Figure 4. Contrôle postopératoire par angioscanner et reconstruction 3D.
Le scanner sera répété à 6, 12 et 24 mois, remplacé par l’écho-Doppler artériel en cas de contre-indication (allergie à l’iode, insuffisance rénale, perte du capital veineux) ou d’impossibilité de réalisation du scanner.
Le diamètre postopératoire de l’anévrisme, doit en théorie décroître progressivement avec le temps, signant l’exclusion totale du sac anévrismal par l’endoprothèse et l’involution de l’anévrisme. Toute augmentation de la taille de l’anévrisme doit faire rechercher une cause, soit une endofuite, soit un phénomène d’endotension, pouvant conduire à une conversion chirurgicale en cas d’augmentation substantielle de taille de l’anévrisme au cours du suivi comparatif. Les endofuites de type I doivent être traitées dans un premier temps par l’adjonction d’un manchon proximal ou par une endoprothèse couverte iliaque de complément. En cas de persistance de la fuite, une conversion est hautement recommandée afin d’éviter une rupture secondaire de l’anévrisme.

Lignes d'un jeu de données

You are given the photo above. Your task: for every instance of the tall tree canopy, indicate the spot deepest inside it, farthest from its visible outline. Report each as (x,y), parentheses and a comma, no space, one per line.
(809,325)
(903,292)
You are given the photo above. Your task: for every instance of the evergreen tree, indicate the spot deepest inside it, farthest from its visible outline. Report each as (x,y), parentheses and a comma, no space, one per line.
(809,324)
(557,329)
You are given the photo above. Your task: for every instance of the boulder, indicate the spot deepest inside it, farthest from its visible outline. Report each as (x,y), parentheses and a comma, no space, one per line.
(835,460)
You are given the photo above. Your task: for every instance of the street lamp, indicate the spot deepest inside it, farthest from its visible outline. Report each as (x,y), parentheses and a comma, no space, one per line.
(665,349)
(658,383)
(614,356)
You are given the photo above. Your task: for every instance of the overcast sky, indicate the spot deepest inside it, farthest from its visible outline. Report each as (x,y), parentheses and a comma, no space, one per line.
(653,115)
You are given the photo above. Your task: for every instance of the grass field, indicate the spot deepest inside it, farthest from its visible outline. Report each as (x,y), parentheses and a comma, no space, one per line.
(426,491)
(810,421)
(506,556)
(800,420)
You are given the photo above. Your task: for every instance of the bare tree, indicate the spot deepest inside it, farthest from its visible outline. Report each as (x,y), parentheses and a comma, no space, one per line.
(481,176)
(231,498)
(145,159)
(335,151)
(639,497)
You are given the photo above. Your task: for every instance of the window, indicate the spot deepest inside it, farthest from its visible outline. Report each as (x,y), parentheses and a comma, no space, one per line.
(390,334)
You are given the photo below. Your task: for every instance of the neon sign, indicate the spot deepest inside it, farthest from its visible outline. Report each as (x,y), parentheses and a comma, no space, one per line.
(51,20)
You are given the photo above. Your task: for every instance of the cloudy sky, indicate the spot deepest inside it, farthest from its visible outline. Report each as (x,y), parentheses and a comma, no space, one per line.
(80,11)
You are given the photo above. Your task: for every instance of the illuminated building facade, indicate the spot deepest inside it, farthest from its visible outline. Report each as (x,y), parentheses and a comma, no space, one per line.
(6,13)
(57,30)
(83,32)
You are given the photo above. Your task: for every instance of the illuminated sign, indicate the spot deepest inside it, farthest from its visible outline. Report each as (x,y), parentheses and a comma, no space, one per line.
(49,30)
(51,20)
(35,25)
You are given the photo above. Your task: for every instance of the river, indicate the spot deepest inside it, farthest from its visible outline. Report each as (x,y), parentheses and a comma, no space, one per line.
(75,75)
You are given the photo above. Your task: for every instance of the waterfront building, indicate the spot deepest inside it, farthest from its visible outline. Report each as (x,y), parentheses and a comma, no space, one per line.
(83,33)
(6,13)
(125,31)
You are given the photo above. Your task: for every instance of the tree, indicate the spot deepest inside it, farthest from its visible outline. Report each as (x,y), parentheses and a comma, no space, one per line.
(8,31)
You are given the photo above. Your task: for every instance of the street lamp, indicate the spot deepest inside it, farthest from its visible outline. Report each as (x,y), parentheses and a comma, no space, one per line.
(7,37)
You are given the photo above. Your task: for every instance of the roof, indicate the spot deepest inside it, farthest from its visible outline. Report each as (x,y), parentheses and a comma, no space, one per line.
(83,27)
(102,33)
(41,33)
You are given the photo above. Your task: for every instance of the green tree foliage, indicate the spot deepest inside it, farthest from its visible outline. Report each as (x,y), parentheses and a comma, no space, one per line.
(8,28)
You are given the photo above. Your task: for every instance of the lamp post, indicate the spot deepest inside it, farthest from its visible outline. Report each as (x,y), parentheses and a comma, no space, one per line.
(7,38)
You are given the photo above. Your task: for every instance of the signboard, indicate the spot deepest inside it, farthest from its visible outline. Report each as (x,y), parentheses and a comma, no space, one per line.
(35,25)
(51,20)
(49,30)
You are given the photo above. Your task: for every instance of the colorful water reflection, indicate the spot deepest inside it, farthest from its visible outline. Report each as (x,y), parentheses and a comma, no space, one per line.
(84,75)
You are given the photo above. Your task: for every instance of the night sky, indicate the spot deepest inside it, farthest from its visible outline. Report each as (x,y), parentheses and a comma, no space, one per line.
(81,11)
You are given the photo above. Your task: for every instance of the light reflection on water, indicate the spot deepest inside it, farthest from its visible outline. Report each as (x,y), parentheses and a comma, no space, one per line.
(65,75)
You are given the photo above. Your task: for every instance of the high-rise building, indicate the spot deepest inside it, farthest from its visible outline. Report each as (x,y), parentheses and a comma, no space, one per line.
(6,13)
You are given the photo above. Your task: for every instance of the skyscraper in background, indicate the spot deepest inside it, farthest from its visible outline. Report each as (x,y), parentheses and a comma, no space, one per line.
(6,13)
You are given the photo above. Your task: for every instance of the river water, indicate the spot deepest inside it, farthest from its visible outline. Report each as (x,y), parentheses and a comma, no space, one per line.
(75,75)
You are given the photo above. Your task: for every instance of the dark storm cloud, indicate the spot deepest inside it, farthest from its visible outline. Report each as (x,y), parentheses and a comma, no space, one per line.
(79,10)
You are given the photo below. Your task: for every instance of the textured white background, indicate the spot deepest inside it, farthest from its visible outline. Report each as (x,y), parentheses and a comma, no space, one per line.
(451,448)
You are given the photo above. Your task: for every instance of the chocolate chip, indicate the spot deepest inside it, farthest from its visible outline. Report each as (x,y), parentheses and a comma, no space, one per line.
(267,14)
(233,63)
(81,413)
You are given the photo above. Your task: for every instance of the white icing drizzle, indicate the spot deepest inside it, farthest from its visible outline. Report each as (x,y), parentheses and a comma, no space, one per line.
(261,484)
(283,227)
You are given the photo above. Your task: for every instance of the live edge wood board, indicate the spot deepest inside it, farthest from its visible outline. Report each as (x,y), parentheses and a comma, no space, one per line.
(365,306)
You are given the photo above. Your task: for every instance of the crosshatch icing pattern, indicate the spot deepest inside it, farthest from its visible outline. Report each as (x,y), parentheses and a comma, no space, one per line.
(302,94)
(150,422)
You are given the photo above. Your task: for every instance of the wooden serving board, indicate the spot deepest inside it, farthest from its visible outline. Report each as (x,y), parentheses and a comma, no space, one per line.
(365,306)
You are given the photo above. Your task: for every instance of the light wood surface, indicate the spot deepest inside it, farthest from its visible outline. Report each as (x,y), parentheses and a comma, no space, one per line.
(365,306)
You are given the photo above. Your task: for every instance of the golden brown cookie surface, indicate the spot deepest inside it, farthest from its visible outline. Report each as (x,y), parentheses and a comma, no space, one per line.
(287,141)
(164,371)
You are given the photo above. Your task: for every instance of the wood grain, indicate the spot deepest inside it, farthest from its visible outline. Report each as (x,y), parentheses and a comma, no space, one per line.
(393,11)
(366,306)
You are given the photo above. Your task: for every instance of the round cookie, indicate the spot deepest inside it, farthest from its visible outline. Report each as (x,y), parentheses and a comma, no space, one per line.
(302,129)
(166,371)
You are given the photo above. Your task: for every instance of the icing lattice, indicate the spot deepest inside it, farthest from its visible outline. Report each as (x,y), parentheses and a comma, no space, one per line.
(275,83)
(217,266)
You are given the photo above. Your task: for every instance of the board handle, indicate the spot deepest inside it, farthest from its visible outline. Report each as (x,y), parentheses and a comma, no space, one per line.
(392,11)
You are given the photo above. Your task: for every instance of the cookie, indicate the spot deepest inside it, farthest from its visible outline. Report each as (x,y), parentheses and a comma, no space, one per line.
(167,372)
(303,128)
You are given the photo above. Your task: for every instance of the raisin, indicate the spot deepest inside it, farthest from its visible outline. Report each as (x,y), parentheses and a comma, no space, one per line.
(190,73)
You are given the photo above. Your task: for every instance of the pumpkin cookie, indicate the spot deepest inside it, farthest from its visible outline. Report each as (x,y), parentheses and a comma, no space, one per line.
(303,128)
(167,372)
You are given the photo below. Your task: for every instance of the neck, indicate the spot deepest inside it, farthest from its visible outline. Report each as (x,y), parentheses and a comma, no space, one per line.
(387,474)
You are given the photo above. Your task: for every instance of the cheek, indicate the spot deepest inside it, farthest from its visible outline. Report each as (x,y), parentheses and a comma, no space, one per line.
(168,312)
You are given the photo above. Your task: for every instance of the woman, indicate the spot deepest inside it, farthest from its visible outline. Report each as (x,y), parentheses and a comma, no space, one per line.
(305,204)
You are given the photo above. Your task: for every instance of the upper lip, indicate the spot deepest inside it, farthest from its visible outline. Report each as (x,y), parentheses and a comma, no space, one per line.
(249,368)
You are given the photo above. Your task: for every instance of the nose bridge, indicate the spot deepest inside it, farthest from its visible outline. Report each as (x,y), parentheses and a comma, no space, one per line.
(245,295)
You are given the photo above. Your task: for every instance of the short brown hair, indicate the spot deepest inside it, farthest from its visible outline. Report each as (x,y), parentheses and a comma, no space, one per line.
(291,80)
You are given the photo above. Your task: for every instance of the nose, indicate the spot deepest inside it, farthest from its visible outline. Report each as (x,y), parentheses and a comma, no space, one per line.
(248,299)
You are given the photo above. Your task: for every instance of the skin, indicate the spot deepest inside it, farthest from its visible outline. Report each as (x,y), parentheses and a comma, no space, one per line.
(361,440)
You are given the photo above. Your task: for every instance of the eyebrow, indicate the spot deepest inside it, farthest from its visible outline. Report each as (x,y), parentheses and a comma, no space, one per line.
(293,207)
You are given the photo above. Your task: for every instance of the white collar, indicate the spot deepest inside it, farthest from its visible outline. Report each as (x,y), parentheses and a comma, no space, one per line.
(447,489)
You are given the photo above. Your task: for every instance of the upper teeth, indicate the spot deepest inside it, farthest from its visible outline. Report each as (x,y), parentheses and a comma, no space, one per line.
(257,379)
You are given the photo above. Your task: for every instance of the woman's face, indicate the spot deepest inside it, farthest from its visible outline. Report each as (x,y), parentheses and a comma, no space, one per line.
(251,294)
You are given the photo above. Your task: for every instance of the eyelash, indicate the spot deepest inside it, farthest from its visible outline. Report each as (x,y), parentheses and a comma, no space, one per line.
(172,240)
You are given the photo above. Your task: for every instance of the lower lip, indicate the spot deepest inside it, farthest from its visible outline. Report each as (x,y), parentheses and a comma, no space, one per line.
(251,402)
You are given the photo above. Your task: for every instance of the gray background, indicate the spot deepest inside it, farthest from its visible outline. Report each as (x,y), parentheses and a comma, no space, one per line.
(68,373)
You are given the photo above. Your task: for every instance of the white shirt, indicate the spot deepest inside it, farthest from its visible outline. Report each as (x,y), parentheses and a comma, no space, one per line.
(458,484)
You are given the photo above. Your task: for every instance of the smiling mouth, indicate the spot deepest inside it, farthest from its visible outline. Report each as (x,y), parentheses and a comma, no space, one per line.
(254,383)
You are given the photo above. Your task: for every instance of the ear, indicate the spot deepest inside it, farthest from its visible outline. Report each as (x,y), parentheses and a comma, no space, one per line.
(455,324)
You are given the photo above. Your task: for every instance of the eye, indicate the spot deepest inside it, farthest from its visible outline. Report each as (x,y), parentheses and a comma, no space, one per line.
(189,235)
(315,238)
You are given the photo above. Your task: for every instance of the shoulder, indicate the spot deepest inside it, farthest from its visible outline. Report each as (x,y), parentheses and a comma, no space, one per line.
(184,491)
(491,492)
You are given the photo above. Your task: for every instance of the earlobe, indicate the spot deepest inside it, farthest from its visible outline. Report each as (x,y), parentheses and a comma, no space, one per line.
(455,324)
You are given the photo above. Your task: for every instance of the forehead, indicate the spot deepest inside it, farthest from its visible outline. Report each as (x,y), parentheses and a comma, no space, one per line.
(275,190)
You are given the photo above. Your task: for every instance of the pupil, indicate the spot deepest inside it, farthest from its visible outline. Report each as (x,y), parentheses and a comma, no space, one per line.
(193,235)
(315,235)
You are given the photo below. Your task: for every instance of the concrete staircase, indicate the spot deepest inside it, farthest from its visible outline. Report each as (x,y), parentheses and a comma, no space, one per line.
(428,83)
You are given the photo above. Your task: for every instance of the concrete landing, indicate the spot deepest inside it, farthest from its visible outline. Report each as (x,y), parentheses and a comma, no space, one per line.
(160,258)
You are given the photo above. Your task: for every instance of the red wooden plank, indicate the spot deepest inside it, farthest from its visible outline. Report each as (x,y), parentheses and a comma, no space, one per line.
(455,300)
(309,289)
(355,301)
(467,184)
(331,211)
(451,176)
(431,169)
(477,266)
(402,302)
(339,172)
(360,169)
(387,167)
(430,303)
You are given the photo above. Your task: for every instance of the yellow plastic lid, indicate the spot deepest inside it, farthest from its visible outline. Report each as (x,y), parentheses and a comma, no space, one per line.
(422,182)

Consigne de travail A –
Recopiez fidèlement le passage cité, en commençant par « Le diamètre postopératoire » et en poursuivant jusqu'à « secondaire de l’anévrisme. ».
Consigne de travail B –
Répondez brièvement à ces questions d'après le passage cité.
(i) À quels intervalles le scanner est-il répété ?
(ii) Quel examen le remplace en cas de contre-indication ?
(iii) Par quels moyens les endofuites de type I doivent-elles être traitées dans un premier temps ?
Les lignes ci-dessus forment un matériel à part, sans rapport avec le passage cité.

Votre réponse A –
Le diamètre postopératoire de l’anévrisme, doit en théorie décroître progressivement avec le temps, signant l’exclusion totale du sac anévrismal par l’endoprothèse et l’involution de l’anévrisme. Toute augmentation de la taille de l’anévrisme doit faire rechercher une cause, soit une endofuite, soit un phénomène d’endotension, pouvant conduire à une conversion chirurgicale en cas d’augmentation substantielle de taille de l’anévrisme au cours du suivi comparatif. Les endofuites de type I doivent être traitées dans un premier temps par l’adjonction d’un manchon proximal ou par une endoprothèse couverte iliaque de complément. En cas de persistance de la fuite, une conversion est hautement recommandée afin d’éviter une rupture secondaire de l’anévrisme.

Votre réponse B –
(i) À 6, 12 et 24 mois.
(ii) L'écho-Doppler artériel.
(iii) Par l'adjonction d'un manchon proximal ou par une endoprothèse couverte iliaque de complément.